Task description: Which lines of the entries contain the string "baseboard"? Please find them and copy them.

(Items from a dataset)
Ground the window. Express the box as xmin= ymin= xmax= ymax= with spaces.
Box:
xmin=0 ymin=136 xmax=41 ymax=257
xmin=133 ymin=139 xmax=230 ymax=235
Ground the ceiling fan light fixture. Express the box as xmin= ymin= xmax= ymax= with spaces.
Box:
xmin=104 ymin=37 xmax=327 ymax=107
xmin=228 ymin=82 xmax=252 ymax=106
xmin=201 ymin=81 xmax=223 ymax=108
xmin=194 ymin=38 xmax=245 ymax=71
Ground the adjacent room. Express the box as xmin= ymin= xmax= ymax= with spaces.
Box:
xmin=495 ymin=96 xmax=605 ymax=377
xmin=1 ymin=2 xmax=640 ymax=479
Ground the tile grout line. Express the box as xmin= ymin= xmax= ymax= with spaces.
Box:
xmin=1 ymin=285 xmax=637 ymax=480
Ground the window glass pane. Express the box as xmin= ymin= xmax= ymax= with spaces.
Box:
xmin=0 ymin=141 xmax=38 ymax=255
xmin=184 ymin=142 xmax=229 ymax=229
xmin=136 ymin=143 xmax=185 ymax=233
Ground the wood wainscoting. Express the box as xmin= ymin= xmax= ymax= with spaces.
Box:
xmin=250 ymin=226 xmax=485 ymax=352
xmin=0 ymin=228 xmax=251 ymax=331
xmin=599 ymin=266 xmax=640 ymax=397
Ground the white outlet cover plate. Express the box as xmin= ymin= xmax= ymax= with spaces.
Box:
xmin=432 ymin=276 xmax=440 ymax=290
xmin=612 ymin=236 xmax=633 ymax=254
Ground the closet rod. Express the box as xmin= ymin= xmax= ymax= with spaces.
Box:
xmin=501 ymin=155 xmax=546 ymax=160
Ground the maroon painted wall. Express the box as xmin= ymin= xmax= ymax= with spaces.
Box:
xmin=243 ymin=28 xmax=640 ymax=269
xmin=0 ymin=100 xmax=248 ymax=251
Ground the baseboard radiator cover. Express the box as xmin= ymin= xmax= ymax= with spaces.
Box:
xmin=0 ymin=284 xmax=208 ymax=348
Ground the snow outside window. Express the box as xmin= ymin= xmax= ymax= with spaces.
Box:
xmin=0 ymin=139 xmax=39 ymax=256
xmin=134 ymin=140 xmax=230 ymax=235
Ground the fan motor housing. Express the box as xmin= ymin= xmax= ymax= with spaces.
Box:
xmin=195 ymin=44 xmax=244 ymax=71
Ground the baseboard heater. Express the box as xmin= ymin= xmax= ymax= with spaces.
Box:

Exercise solution:
Ground the baseboard radiator cover. Express the box as xmin= ymin= xmax= ymax= with spaces.
Ground the baseboard heater. Express the box as xmin= ymin= xmax= ymax= with spaces.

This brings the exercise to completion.